STATED GOAL —
Reproduce every line of the material below word for word, from start to finish. Leave the pictures out of your copy.

Raw records:
^^^^^^^^

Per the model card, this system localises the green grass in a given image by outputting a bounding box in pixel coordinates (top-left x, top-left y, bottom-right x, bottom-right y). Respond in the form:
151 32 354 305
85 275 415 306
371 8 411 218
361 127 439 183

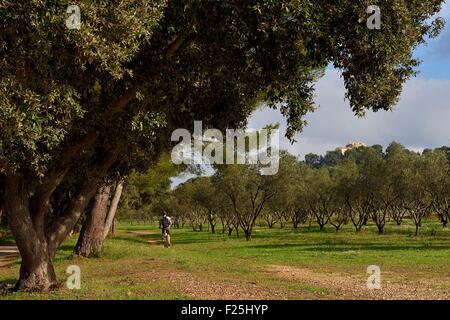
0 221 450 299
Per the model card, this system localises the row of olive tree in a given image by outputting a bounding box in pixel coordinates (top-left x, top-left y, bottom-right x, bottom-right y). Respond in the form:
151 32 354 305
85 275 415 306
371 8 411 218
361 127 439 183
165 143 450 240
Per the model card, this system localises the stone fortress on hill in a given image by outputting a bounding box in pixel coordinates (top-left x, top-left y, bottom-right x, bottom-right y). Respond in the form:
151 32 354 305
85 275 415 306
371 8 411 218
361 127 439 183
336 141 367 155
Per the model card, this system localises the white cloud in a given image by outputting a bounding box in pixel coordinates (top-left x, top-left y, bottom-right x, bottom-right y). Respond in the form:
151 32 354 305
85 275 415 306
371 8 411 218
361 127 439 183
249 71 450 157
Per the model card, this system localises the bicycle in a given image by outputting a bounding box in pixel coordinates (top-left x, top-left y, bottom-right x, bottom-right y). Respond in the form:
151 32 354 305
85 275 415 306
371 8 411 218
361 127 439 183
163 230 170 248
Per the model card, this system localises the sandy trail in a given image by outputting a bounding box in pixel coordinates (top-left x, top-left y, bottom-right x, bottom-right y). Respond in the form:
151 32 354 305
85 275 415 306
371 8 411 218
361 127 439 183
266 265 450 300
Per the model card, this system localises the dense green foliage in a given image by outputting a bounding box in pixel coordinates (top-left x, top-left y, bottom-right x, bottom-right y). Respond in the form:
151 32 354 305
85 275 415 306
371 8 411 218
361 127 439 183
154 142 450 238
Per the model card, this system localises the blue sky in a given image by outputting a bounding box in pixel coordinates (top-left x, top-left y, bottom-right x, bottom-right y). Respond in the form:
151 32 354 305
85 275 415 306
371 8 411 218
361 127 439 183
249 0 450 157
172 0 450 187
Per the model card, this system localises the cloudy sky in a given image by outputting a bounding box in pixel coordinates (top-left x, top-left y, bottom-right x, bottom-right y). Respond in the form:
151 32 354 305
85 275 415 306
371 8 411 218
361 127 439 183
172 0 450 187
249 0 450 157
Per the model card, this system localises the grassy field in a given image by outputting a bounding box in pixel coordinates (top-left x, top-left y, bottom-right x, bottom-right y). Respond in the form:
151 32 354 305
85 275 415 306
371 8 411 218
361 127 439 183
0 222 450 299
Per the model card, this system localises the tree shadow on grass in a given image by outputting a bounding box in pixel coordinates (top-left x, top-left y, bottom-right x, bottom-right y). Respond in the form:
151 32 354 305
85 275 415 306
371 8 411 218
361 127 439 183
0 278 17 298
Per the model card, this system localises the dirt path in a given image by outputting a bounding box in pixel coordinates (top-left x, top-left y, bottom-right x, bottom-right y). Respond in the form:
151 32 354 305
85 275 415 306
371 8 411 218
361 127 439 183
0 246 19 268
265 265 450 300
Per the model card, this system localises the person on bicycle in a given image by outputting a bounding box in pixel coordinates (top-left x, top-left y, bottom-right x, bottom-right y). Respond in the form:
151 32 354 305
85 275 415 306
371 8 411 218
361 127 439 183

^^^^^^^^

FULL ANSWER —
Per the model card, this system localises the green grass in a given image by outputting a bounding box in pixel coordinates (top-left x, top-left y, bottom-right x, bottom-right y). Respond in the form:
151 32 354 305
85 275 415 306
371 8 411 218
361 127 439 183

0 221 450 299
Per the model card, this system localises the row of olive tree in a given image by outputting a bounding box in pixel coordinates (top-left x, top-left y, bottom-right x, bottom-right y). Respond in the form:
151 32 354 305
85 275 415 306
371 8 411 218
361 127 439 183
165 143 450 240
Per the model card, this system localises the stone fortress on hill in a given image by outputting a bounding box in pixel coordinates (top-left x, top-left y, bottom-right x, bottom-right y). Respond in the form:
151 32 354 305
85 275 415 306
371 8 411 218
361 127 439 183
336 141 367 155
Per the model card, this system localises the white cloud in a given image by outputting a bounding box in pixel coordinates (top-left x, top-left y, bottom-right x, bottom-right y). Respond in the form:
151 32 354 305
85 275 415 306
371 8 411 218
361 127 439 183
249 71 450 157
Per the model card, this system localises the bicycle in a given image by outputting a bounding box in pixel coordinates (top-left x, top-left y, bottom-right x, bottom-right y). Respond in the form:
151 32 354 305
85 275 415 306
371 8 411 218
361 127 439 183
163 230 170 248
Per the model card, this system localises the sandy trail in a given image by outputting a bounding box in pixel coordinates (top-left x, top-left y, bottom-right x, bottom-right y). Respond in the form:
151 32 354 305
85 275 415 306
371 8 411 218
361 127 439 183
266 265 450 300
Per the model card, this system localises the dense green foliage in a given image by outputting a bounding box in pixel coordinates (top-left x, top-left y, bottom-right x, bottom-right y). Respond in the form:
151 32 354 305
85 275 415 306
371 8 411 218
361 127 439 183
154 142 450 238
Per the model card, this system localises the blue sky in a given image by outputting a bounding box in pixel coordinates (top-left x, top-left y, bottom-right x, bottom-right y). Respond in the form:
151 32 354 305
85 275 415 306
371 8 411 218
361 127 439 183
249 0 450 157
172 0 450 187
Per the model card, this system localises the cloudy sky in a given image by outputting a bounding box in pixel coordinates (top-left x, top-left y, bottom-right x, bottom-right y). Respond in the form:
151 32 354 305
85 275 415 306
371 8 411 218
361 127 439 183
172 0 450 187
249 0 450 157
Per the model card, this system localises the grassy field in a given image by outputting a bounding box in pixel coordinates (top-left x, top-left y, bottom-right x, bottom-right y). Respond in the form:
151 32 354 305
85 275 415 306
371 8 411 218
361 127 439 183
0 222 450 299
Per the model card, this system localises the tree shadow on grass in a given image by outputting a bounding box in pixel coordinates (top-left x, top-left y, bottom-right x, bottom-right y). Respond in the form:
151 32 354 305
85 275 415 306
371 8 411 218
361 127 439 183
0 278 17 298
Per the model card, this system localises the dirt path in a given image by outputting a bounding box in pixel coordinates (top-left x, top-left y, bottom-right x, bottom-right y). Respond in the form:
151 32 354 305
85 275 415 306
371 8 411 218
361 127 439 183
0 246 19 268
265 265 450 300
Per the model card, this system localises the person on bicycle in a given image by outputting a bounding box in pixel coordinates (top-left x, top-left y, bottom-right x, bottom-right y). Respond in the form:
151 32 354 305
85 275 415 306
371 8 411 218
361 127 439 183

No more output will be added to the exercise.